## Objective
Pull every line of the data below out word for word, changing nothing and leaving nothing out.

## Materials provided
** start **

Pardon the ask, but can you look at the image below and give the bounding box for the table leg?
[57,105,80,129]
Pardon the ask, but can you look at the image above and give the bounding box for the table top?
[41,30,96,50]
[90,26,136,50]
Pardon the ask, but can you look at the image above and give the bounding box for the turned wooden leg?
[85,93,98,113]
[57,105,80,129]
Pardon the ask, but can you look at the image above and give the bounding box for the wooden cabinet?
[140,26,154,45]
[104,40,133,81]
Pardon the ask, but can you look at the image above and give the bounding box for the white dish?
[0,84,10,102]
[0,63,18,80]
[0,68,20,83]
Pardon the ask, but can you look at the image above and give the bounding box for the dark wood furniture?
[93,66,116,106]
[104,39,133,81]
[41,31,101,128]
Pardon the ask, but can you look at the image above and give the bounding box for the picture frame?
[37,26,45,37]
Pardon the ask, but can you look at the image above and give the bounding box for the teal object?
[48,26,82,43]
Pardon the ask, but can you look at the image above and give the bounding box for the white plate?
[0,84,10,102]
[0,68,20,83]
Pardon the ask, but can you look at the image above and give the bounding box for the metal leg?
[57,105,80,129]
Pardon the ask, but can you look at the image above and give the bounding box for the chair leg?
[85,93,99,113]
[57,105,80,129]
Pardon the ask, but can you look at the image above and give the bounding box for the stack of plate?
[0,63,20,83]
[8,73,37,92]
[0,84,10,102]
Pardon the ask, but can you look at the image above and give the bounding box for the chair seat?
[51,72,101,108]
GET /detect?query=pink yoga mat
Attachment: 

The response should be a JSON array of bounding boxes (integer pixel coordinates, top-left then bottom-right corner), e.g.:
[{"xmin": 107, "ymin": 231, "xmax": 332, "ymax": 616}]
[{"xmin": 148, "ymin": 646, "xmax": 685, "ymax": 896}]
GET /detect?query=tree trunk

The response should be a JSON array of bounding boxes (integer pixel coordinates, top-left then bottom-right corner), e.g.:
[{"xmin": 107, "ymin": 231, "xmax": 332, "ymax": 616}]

** end **

## Answer to this problem
Pardon the ask, but can you look at the image below and give the bounding box for the table leg?
[57,105,80,129]
Pardon the ask, but can you look at the image above and give the bounding box for the table top?
[41,30,96,50]
[90,26,136,50]
Pardon the ask, but can you look at the image above and give the bounding box for the turned wooden leg?
[85,93,98,113]
[57,105,80,129]
Pardon the ask, but can you look at the image above and give the bounding box for the wooden cabinet?
[140,26,154,45]
[104,40,133,81]
Pardon the ask, but can you look at the image above and give the bounding box for the white dish?
[0,84,10,102]
[0,63,18,80]
[0,68,20,83]
Pardon the ask, but can you look at the image above and give the bounding box for the dark wood furniture?
[93,66,116,106]
[104,39,133,81]
[41,31,101,128]
Pardon the ask, but can you look at the image above and give the bounding box for the picture frame?
[37,26,45,37]
Pardon the ask, but can you look at the image above and give the bounding box for the teal object?
[48,26,82,43]
Pardon the ask, but can you look at the image above and give the bounding box for the white plate?
[0,84,10,102]
[0,68,20,83]
Pardon the ask, but can you look at the image above and give the bounding box for the metal leg?
[57,105,80,129]
Pardon the ask, but can you look at the image above and give the bounding box for the chair leg?
[85,93,99,113]
[57,105,80,129]
Pardon the ask, but can you look at the image above and give the bounding box for the stack of plate?
[0,63,20,83]
[8,73,37,92]
[0,84,10,102]
Pardon the ask, but can you look at the image above and give the bounding box for the chair seat?
[51,72,101,108]
GET /detect?query=pink yoga mat
Attachment: 

The response should be a JSON array of bounding boxes (integer pixel coordinates, top-left then bottom-right corner), e.g.:
[{"xmin": 107, "ymin": 231, "xmax": 332, "ymax": 616}]
[{"xmin": 148, "ymin": 646, "xmax": 685, "ymax": 896}]
GET /detect?query=tree trunk

The response should be a JSON array of bounding boxes (integer pixel coordinates, top-left then bottom-right corner), e.g.:
[{"xmin": 107, "ymin": 231, "xmax": 332, "ymax": 616}]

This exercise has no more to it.